Dataset rows –
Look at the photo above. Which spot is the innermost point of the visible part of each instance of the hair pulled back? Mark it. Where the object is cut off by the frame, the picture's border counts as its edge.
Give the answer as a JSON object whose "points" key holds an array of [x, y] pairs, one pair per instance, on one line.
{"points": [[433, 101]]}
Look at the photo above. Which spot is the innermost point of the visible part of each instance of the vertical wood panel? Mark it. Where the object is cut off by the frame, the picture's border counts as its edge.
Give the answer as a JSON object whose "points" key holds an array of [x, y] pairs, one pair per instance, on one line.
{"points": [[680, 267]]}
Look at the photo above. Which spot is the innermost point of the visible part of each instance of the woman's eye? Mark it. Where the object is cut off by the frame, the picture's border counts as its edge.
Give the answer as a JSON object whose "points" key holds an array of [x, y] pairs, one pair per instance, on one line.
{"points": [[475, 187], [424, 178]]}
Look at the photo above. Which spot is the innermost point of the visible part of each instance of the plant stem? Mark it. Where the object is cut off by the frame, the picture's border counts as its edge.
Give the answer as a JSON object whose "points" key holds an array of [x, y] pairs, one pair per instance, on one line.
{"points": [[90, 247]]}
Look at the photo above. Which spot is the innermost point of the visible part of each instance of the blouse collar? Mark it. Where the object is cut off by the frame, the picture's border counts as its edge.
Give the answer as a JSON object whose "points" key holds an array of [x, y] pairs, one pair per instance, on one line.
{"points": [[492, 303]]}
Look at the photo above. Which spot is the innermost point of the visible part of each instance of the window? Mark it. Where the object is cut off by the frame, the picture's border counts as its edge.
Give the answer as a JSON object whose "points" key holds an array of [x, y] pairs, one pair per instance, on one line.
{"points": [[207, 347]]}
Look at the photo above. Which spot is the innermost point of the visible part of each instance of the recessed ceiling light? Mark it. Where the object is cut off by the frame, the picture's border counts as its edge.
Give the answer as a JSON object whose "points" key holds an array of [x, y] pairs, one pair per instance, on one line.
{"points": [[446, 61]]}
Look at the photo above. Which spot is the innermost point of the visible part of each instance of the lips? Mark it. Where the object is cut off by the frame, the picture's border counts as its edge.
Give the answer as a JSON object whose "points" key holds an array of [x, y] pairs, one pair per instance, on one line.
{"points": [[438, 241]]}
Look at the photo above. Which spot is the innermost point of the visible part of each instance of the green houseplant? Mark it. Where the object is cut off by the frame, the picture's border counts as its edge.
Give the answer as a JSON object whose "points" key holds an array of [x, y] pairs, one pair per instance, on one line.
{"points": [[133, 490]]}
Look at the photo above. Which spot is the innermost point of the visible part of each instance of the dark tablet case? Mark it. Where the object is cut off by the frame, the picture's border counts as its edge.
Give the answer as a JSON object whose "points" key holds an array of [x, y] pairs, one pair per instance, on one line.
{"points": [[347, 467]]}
---
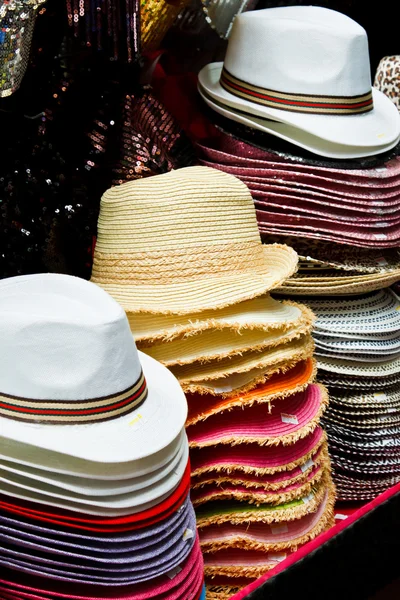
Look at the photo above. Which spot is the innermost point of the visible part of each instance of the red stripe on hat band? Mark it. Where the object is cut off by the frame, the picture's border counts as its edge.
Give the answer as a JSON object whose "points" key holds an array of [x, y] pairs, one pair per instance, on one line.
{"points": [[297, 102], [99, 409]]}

Exercise prompt – Please report every line of the material above that contains the string "stripe", treating uppercase and lowercase as different.

Written response –
Look at the photo above. Which spot is the innermost point of the visible part of each instance of the red stripe on hat band? Mark it. Where the object is cut off by the frame, the picture's border counts as its edge.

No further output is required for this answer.